======== Textauszug ========
Antwort: Vereinbarungen zwischen dem Versicherer, der für den Schaden des Geschädigten eintreten muss, und einer Werkstatt, die schadenrechtlich mit dem Fall nichts zu tun hat, können den Geschädigten nicht binden. Der hat seine vom Gesetz und der Rechtsprechung verbrieften Rechte. Ob er sie in Anspruch nimmt oder nicht, entscheidet nur er selbst.
Man kann nicht über die Rechte eines Dritten verfügen
Es ist rechtlich ohne Wirkung, wenn zwei Vertragsparteien ohne dessen Einbindung über Rechte eines Dritten verfügen („Vertrag zulasten Dritter“).
Ohne weiteres darf der Geschädigte also nach wie vor die Unterstützung des Schadengutachters und des Anwalts in Anspruch nehmen, der Schädiger bzw. sein Versicherer muss die Kosten dafür erstatten.
Wichtig | Das gilt nicht nur, wenn der Geschädigte ohne Rücksprache mit Ihnen die Experten mit ins Boot genommen hat. Es würde sogar dann noch gelten, wenn Sie auf Ihren Partnerwerkstattstatus ausdrücklich hingewiesen und versucht haben, dem Kunden diesen Weg auszureden.
Wir haben auch noch nicht erlebt, dass ein Haftpflichtversicherer die Kostenübernahme mit dem Argument zu versagen versucht hat, weil die Werkstatt Partnerwerkstatt sei, sei für den Geschädigten ja kein Regulierungshindernis zu befürchten gewesen. Allerdings wissen wir, dass Versicherer Druck auf die Partnerwerkstätten ausüben, da „erfolgreicher“ zu sein. Das umso mehr, wenn überdurchschnittlich viele Kunden einer Werkstatt die Waffengleichheit durch Schadengutachter und Rechtsanwalt suchen und der Eindruck entsteht, die Werkstatt würde das hinter vorgehaltener Hand diskret doch empfehlen.
Haftung der Werkstatt, wenn dem Kunden Ansprüche entgehen
Ob die Werkstatt in die Haftung dem Kunden gegenüber kommen kann, wenn der später bemerkt, dass ihm wegen der Kooperation Ansprüche entgangen sind, ist eine Frage des Einzelfalls. Jedenfalls dann, wenn die Werkstatt ihre Leistung mit einer „Sie müssen sich um nichts kümmern, wir machen das schon“-Ansage angepriesen hat, ist das nicht ganz ohne Risiko. Wenn die Werkstatt verspricht, sich „um alles“ zu kümmern, muss sie das auch tun.
Dass das kein Gefälligkeitsverhältnis ist, sondern ein Verhältnis mit rechtlichen Konsequenzen, hat das LG Berlin zu Recht entschieden. Wenn eine Werkstatt für den Geschädigten die „komplette Schadenregulierung“ übernimmt, haftet sie im Grundsatz für dabei gemachte Fehler, die zu Verzögerungsschäden führen. Der gefährliche Satz aus dem Urteil der Berufungskammer lautet im Hinblick auf die beklagte Werkstatt: „Die Beklagte hat gegenüber der Klägerin grundsätzlich gemäß § 280 Abs. 1 BGB für die von ihr im Hinblick auf den zwischen den Parteien abgeschlossenen Unfallregulierungs-Vertrag verursachte Verzögerung einzustehen.“ (AG Berlin-Wedding, Urteil vom 22.01.2014, Az. 6a C 130/13, Abruf-Nr. 143428 in Verbindung mit LG Berlin, Urteil vom 16.10.2014, Az. 51 S 15/14, Abruf-Nr. 143429)
======== Bereitgestellte Daten ========
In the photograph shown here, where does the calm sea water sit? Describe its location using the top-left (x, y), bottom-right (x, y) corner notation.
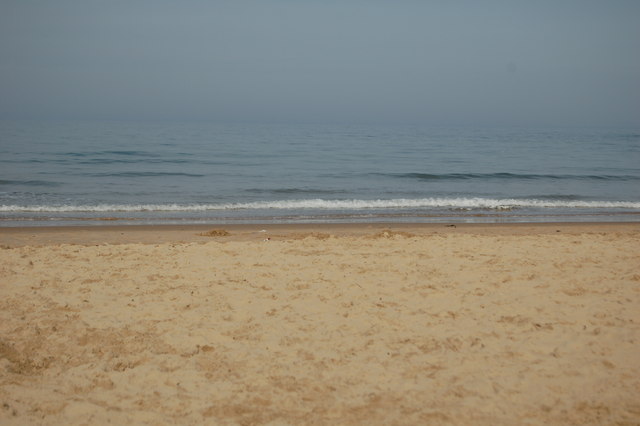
top-left (0, 121), bottom-right (640, 226)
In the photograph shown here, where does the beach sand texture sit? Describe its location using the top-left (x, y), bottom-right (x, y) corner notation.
top-left (0, 224), bottom-right (640, 425)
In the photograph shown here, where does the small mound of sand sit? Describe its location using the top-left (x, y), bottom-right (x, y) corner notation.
top-left (371, 229), bottom-right (415, 238)
top-left (198, 229), bottom-right (231, 237)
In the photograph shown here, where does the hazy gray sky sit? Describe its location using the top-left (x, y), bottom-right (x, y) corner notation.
top-left (0, 0), bottom-right (640, 126)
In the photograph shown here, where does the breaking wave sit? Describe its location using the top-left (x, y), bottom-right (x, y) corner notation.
top-left (0, 198), bottom-right (640, 213)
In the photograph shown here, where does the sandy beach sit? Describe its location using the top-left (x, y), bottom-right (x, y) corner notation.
top-left (0, 223), bottom-right (640, 425)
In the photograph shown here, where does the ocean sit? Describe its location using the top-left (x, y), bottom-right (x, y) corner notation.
top-left (0, 121), bottom-right (640, 227)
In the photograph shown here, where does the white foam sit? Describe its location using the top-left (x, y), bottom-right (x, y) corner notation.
top-left (0, 198), bottom-right (640, 213)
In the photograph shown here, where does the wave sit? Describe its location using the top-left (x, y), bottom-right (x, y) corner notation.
top-left (0, 198), bottom-right (640, 213)
top-left (380, 173), bottom-right (640, 181)
top-left (0, 179), bottom-right (60, 186)
top-left (87, 172), bottom-right (205, 177)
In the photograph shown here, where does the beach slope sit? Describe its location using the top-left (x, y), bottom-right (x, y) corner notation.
top-left (0, 224), bottom-right (640, 425)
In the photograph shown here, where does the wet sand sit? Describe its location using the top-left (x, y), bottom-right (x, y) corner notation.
top-left (0, 223), bottom-right (640, 425)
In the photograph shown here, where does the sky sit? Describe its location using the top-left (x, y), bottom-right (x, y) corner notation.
top-left (0, 0), bottom-right (640, 127)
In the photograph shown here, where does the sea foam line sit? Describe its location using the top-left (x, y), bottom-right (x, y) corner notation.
top-left (0, 198), bottom-right (640, 213)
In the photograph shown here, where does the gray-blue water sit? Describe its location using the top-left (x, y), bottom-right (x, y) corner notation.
top-left (0, 121), bottom-right (640, 226)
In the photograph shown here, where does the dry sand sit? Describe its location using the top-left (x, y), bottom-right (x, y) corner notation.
top-left (0, 224), bottom-right (640, 425)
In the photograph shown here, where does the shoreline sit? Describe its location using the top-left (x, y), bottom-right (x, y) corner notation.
top-left (0, 222), bottom-right (640, 247)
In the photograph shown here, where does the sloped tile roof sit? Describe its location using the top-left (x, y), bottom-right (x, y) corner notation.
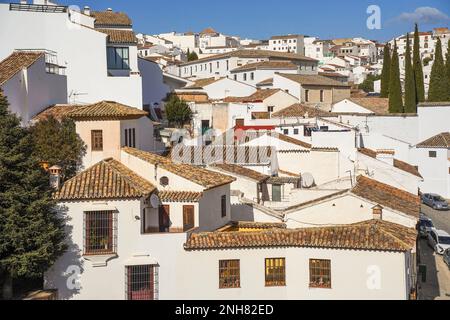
top-left (95, 29), bottom-right (137, 44)
top-left (122, 147), bottom-right (236, 189)
top-left (55, 159), bottom-right (156, 201)
top-left (358, 148), bottom-right (422, 178)
top-left (67, 101), bottom-right (148, 120)
top-left (184, 220), bottom-right (417, 252)
top-left (158, 191), bottom-right (203, 202)
top-left (211, 163), bottom-right (269, 182)
top-left (416, 132), bottom-right (450, 149)
top-left (0, 51), bottom-right (44, 85)
top-left (279, 73), bottom-right (351, 88)
top-left (272, 103), bottom-right (330, 118)
top-left (351, 176), bottom-right (420, 218)
top-left (91, 11), bottom-right (132, 28)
========
Geben Sie den Textauszug von „Antwort: Vereinbarungen zwischen“ bis „nur er selbst.“ wortgetreu wieder.

Antwort: Vereinbarungen zwischen dem Versicherer, der für den Schaden des Geschädigten eintreten muss, und einer Werkstatt, die schadenrechtlich mit dem Fall nichts zu tun hat, können den Geschädigten nicht binden. Der hat seine vom Gesetz und der Rechtsprechung verbrieften Rechte. Ob er sie in Anspruch nimmt oder nicht, entscheidet nur er selbst.